### Text to read
########

Williston Herald, Williston, Dec. 7, 2013
Banquet reveals how much oil industry benefits Williston
Many people who live in and around Williston bemoan the oil industry.
The businesses that have moved into the community are blamed for everything from increased rent prices and bad roads to the loss of scenery and traffic jams.
In many cases, the complaints are accurate. There is no doubt that the impacts of the oil boom have made it difficult on many in town.
But the industry has also had a very good impact that is often overlooked.
Recently, the American Petroleum Institute honored the best companies and individuals in the Williston Basin, and the rewards served as a reminder that the businesses and companies are trying hard to improve the communities they live in and the industry they work in.
Tervita received the Industry Innovation Award because the employees of Tervita work tirelessly to make improvements to the industry. Like many companies, Tervita works had to balance protecting the environment with making a profit in the energy field.

########

### Problems to work on
1. Answer these about the Williston editorial:
(a) Which organization honored companies and individuals in the Williston Basin?
(b) What award did Tervita receive?
(c) What four things are the businesses blamed for?
2. Retype everything in the Williston editorial from "The businesses that" down to "the energy field.", keeping every word and mark unchanged.

########

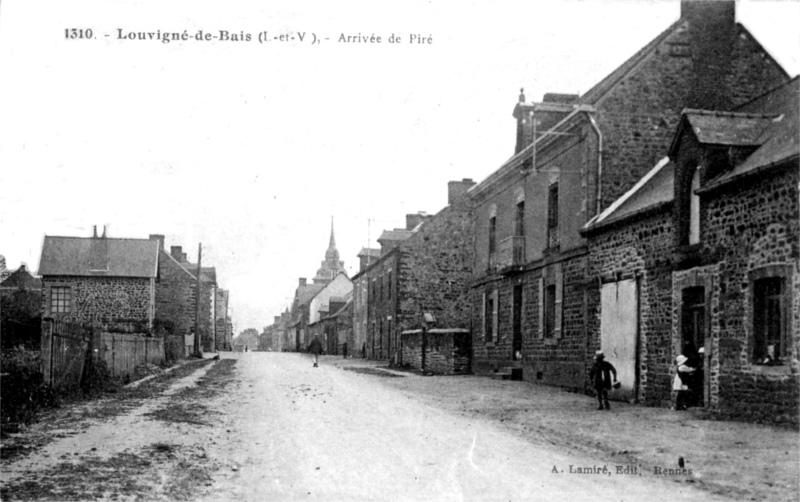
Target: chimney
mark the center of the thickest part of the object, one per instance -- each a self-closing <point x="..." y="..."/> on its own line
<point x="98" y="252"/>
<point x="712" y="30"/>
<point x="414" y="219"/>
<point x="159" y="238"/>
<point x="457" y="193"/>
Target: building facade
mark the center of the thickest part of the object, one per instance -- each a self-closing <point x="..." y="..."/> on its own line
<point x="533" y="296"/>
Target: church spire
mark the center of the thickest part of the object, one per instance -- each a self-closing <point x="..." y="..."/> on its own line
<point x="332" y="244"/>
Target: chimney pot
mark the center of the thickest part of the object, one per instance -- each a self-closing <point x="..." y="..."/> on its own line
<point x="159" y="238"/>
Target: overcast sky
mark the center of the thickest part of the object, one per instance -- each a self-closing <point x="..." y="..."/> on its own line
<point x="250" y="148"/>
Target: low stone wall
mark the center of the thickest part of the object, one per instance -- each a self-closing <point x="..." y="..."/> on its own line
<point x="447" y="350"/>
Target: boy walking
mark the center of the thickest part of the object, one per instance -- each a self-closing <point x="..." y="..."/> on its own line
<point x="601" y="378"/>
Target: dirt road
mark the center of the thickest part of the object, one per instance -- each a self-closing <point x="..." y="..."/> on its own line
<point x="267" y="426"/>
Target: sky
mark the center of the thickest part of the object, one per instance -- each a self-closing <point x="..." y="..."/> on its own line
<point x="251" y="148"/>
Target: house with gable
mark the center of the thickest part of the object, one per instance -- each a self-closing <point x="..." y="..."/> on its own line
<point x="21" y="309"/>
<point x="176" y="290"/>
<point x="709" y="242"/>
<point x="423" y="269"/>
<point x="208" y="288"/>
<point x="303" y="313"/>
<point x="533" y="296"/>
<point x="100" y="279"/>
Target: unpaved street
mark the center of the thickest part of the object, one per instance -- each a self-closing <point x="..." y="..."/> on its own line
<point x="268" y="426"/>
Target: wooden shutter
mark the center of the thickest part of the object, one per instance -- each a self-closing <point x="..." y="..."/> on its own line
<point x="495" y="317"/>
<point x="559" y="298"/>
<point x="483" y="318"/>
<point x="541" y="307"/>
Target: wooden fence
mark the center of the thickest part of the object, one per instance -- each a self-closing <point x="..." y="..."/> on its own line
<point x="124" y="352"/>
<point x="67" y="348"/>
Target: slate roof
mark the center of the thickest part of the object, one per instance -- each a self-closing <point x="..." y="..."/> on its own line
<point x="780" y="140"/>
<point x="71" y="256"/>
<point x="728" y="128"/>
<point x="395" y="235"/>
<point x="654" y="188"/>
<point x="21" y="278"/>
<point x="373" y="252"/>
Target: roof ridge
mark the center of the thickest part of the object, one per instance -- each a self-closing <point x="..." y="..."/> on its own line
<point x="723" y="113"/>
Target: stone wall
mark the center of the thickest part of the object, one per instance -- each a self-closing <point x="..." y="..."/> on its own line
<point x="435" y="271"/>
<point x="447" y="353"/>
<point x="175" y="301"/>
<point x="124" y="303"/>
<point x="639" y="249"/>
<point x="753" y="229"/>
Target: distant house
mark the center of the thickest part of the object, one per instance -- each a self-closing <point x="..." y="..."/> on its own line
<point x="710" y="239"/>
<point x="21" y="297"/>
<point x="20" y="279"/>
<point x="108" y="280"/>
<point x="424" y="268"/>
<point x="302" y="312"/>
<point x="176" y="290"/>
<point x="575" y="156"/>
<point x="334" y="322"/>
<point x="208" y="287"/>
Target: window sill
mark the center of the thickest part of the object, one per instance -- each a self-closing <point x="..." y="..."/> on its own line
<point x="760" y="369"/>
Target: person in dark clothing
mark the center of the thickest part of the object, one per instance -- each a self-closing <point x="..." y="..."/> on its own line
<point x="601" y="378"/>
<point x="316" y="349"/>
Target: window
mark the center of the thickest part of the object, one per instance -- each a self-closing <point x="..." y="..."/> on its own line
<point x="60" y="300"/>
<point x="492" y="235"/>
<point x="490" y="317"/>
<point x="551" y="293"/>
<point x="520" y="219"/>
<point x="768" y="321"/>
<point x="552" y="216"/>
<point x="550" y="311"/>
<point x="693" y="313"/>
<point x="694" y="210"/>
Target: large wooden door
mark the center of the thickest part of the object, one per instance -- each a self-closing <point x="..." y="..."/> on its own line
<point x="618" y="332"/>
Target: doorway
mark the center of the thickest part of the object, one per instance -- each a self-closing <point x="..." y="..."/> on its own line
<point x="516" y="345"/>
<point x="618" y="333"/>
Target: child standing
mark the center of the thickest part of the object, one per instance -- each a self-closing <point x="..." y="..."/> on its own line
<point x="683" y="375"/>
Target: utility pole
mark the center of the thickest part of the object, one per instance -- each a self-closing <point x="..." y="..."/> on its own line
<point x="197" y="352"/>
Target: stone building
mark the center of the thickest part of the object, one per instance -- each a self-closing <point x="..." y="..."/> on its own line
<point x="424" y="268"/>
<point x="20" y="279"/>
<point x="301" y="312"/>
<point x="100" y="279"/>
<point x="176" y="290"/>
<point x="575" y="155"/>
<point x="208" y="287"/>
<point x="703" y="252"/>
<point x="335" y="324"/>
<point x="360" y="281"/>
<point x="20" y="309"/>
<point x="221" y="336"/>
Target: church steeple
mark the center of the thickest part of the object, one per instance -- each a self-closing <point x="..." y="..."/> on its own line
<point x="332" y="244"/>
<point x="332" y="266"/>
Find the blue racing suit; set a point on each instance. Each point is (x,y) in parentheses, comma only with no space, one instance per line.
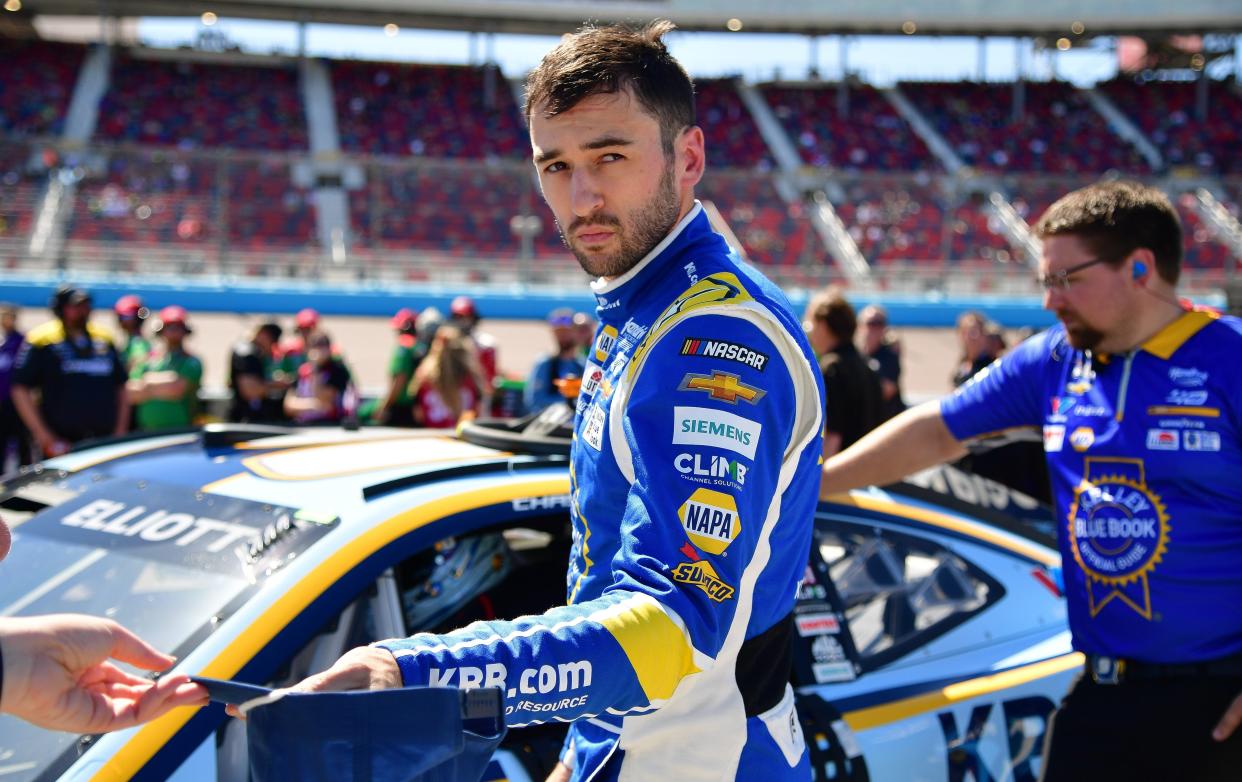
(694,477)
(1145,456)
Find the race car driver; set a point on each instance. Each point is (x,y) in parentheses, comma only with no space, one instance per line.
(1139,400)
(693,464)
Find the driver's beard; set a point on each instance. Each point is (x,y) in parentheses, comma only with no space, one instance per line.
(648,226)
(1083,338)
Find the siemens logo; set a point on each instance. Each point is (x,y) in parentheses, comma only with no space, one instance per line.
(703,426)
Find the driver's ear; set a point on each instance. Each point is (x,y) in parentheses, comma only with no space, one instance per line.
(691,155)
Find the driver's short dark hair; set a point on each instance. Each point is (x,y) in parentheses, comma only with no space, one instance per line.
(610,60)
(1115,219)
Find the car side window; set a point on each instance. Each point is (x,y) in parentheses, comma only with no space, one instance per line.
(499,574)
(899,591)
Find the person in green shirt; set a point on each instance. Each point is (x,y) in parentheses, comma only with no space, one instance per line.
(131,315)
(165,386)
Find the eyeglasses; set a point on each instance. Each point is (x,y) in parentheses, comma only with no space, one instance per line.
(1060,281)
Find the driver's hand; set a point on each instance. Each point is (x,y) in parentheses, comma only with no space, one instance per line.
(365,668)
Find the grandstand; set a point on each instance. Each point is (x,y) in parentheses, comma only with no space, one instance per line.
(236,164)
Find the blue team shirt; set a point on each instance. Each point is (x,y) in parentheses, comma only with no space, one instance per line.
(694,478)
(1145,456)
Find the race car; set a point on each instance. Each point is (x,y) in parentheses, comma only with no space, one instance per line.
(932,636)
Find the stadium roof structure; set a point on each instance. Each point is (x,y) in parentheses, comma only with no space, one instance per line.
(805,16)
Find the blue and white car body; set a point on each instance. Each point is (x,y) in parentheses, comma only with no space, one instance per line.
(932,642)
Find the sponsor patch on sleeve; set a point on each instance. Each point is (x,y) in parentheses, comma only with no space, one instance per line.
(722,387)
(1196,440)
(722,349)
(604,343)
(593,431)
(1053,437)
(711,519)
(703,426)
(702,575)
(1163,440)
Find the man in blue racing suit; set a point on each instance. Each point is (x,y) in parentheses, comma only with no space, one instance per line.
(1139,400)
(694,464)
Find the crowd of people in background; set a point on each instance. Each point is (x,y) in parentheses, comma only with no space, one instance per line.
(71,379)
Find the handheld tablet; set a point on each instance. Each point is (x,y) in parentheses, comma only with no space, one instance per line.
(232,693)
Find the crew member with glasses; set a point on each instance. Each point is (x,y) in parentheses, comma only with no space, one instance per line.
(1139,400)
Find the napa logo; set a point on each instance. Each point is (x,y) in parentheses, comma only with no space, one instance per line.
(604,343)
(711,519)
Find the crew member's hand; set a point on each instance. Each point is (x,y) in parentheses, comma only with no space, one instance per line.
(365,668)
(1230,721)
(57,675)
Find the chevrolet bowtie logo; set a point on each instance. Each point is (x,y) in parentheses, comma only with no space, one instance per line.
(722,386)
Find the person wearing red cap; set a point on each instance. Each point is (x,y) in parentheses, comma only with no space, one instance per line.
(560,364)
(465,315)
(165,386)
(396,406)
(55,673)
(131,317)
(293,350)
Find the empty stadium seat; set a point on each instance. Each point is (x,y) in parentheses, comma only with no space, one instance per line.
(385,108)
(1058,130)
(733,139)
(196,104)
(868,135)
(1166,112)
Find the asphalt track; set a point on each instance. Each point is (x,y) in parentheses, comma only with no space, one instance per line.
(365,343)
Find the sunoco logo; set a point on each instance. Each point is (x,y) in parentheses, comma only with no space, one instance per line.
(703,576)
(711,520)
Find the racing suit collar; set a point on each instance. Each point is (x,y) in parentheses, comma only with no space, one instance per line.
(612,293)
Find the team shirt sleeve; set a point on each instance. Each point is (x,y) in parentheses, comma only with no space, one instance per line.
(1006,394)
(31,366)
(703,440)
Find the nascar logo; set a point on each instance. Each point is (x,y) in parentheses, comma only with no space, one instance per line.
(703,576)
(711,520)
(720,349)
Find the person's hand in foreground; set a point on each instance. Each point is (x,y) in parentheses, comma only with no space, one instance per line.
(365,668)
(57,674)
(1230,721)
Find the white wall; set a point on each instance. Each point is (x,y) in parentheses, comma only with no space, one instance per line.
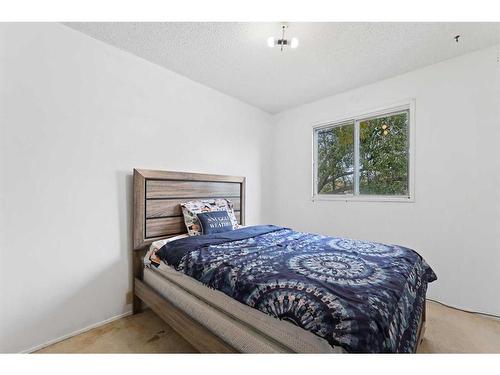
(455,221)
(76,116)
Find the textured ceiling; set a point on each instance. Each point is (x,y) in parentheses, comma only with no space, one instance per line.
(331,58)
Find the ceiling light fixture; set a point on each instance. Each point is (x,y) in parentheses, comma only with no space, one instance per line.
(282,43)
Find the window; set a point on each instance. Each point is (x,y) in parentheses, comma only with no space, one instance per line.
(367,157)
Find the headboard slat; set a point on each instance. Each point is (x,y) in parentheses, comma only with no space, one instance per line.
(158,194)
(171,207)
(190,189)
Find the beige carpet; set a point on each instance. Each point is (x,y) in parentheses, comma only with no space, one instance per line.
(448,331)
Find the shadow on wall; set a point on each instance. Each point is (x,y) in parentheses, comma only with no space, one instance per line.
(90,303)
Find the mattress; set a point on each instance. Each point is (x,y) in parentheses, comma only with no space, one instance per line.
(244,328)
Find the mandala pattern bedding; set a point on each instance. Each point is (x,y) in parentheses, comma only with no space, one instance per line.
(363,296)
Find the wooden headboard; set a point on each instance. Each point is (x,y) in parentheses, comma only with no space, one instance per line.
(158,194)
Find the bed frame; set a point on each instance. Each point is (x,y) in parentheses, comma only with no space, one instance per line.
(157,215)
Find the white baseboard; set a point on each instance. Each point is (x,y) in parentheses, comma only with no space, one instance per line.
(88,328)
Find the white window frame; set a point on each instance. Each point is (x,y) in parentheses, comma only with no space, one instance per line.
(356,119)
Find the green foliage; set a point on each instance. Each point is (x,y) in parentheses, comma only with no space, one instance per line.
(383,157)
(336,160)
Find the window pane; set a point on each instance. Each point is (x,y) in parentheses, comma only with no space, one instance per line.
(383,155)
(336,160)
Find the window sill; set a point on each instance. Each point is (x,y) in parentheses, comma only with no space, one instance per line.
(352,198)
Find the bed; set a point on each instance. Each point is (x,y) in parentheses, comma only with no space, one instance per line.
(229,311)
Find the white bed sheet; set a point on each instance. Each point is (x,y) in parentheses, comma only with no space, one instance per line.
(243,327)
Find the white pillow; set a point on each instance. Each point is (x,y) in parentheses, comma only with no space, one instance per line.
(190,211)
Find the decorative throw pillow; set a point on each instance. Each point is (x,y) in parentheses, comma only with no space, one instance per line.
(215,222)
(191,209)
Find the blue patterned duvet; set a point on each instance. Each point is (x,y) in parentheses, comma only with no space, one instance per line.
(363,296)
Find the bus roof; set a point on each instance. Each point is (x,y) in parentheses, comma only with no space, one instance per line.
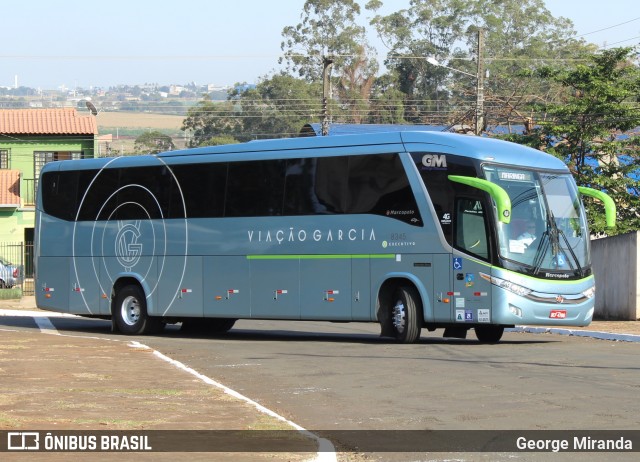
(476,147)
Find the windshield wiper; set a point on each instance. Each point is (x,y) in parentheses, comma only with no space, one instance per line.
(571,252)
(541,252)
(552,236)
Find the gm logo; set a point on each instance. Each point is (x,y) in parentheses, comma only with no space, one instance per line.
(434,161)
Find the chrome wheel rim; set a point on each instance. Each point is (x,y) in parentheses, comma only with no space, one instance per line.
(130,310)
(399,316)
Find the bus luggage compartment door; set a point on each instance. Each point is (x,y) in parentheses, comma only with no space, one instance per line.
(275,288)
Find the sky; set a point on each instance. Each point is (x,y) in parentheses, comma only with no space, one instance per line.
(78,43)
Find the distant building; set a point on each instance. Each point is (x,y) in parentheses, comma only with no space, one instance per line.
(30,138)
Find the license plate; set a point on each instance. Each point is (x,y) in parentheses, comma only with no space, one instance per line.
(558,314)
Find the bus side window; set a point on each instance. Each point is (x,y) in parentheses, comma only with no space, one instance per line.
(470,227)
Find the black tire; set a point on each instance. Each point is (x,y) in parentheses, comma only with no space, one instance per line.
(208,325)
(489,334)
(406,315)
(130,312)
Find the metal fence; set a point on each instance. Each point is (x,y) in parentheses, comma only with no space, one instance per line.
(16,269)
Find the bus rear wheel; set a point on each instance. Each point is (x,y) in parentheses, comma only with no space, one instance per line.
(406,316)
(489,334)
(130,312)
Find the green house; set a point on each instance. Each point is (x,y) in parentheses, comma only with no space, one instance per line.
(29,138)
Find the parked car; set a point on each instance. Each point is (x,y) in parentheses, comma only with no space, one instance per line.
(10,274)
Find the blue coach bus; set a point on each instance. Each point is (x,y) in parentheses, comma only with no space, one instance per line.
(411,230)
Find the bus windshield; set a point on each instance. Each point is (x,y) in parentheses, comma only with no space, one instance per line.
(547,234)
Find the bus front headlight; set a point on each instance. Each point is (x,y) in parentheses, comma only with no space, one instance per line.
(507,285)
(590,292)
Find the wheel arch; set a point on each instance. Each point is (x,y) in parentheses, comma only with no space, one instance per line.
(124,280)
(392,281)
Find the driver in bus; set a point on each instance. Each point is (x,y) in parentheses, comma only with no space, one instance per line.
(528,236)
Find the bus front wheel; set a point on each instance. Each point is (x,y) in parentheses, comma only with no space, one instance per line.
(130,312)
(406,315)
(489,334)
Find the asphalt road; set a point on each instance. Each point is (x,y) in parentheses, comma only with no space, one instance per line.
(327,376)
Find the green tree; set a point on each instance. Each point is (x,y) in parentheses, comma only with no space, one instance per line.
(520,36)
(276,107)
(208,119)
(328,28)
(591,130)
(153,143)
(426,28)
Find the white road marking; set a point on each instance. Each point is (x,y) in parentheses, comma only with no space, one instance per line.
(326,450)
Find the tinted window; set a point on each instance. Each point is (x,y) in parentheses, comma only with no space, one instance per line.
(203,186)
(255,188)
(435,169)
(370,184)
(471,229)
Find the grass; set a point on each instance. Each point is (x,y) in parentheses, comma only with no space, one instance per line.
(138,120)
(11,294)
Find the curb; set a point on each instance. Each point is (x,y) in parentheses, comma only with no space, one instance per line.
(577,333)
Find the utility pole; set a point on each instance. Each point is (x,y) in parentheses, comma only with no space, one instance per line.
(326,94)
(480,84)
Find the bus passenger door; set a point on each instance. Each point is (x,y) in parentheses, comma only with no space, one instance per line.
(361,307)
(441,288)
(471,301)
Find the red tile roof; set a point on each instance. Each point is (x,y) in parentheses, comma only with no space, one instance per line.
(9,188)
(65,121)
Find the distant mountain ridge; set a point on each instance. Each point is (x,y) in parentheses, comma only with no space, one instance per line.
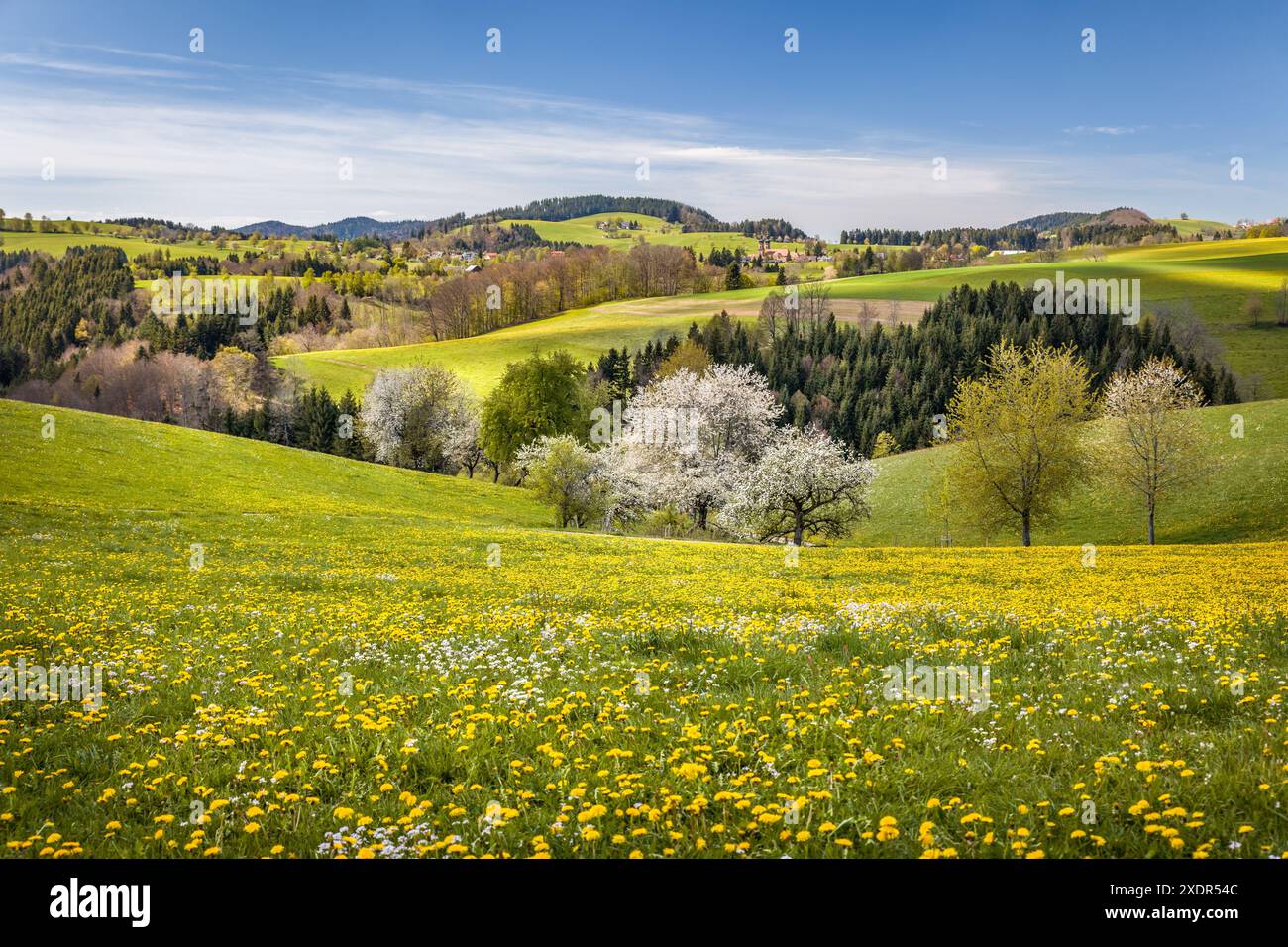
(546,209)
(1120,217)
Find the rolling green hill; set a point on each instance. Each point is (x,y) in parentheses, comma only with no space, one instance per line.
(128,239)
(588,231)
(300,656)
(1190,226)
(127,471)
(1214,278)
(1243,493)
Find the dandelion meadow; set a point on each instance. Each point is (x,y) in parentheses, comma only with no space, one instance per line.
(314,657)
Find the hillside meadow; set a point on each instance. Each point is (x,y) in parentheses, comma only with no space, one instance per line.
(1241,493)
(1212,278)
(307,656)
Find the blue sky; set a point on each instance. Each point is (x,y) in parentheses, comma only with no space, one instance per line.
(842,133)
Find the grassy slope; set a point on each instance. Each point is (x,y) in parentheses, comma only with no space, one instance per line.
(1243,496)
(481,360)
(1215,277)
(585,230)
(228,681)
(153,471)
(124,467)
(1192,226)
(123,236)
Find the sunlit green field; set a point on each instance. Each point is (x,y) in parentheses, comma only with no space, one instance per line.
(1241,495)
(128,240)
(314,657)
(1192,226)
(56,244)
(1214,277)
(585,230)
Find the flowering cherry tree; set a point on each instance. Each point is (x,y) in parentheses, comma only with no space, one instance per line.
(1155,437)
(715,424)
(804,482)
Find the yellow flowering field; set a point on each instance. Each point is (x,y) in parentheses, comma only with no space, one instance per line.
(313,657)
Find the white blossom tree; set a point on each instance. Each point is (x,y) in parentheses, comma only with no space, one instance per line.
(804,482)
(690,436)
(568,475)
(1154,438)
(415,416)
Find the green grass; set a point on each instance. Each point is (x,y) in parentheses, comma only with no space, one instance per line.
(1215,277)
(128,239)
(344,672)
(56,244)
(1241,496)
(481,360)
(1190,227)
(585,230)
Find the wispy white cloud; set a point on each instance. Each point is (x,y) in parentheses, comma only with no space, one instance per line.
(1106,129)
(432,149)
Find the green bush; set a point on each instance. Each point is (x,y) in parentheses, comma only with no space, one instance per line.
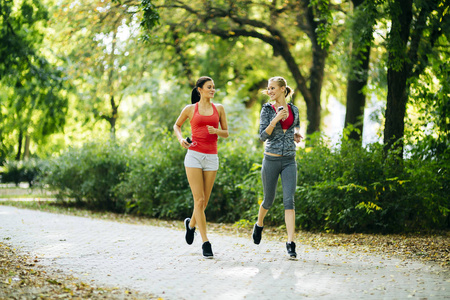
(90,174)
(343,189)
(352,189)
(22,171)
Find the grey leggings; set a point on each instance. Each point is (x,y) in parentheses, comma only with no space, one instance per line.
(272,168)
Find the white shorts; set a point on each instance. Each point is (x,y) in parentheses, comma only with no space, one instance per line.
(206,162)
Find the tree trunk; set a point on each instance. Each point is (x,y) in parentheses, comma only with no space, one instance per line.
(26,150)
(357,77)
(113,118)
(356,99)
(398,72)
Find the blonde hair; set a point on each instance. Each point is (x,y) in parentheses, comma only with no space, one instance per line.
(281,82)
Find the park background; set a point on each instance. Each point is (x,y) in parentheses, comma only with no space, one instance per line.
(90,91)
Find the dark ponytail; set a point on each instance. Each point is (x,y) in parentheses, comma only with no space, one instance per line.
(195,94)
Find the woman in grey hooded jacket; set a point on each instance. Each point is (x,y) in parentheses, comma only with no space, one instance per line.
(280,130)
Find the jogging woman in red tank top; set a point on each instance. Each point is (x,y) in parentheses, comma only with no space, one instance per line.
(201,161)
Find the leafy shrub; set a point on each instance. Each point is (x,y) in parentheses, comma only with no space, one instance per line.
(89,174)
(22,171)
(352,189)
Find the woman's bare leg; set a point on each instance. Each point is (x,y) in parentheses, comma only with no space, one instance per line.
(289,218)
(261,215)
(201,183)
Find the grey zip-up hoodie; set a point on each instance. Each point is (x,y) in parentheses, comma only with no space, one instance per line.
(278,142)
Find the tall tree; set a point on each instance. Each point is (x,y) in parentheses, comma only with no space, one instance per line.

########

### Solutions below
1.
(a) The American Petroleum Institute.
(b) The Industry Innovation Award.
(c) Increased rent prices, bad roads, the loss of scenery, and traffic jams.

2.
The businesses that have moved into the community are blamed for everything from increased rent prices and bad roads to the loss of scenery and traffic jams.
In many cases, the complaints are accurate. There is no doubt that the impacts of the oil boom have made it difficult on many in town.
But the industry has also had a very good impact that is often overlooked.
Recently, the American Petroleum Institute honored the best companies and individuals in the Williston Basin, and the rewards served as a reminder that the businesses and companies are trying hard to improve the communities they live in and the industry they work in.
Tervita received the Industry Innovation Award because the employees of Tervita work tirelessly to make improvements to the industry. Like many companies, Tervita works had to balance protecting the environment with making a profit in the energy field.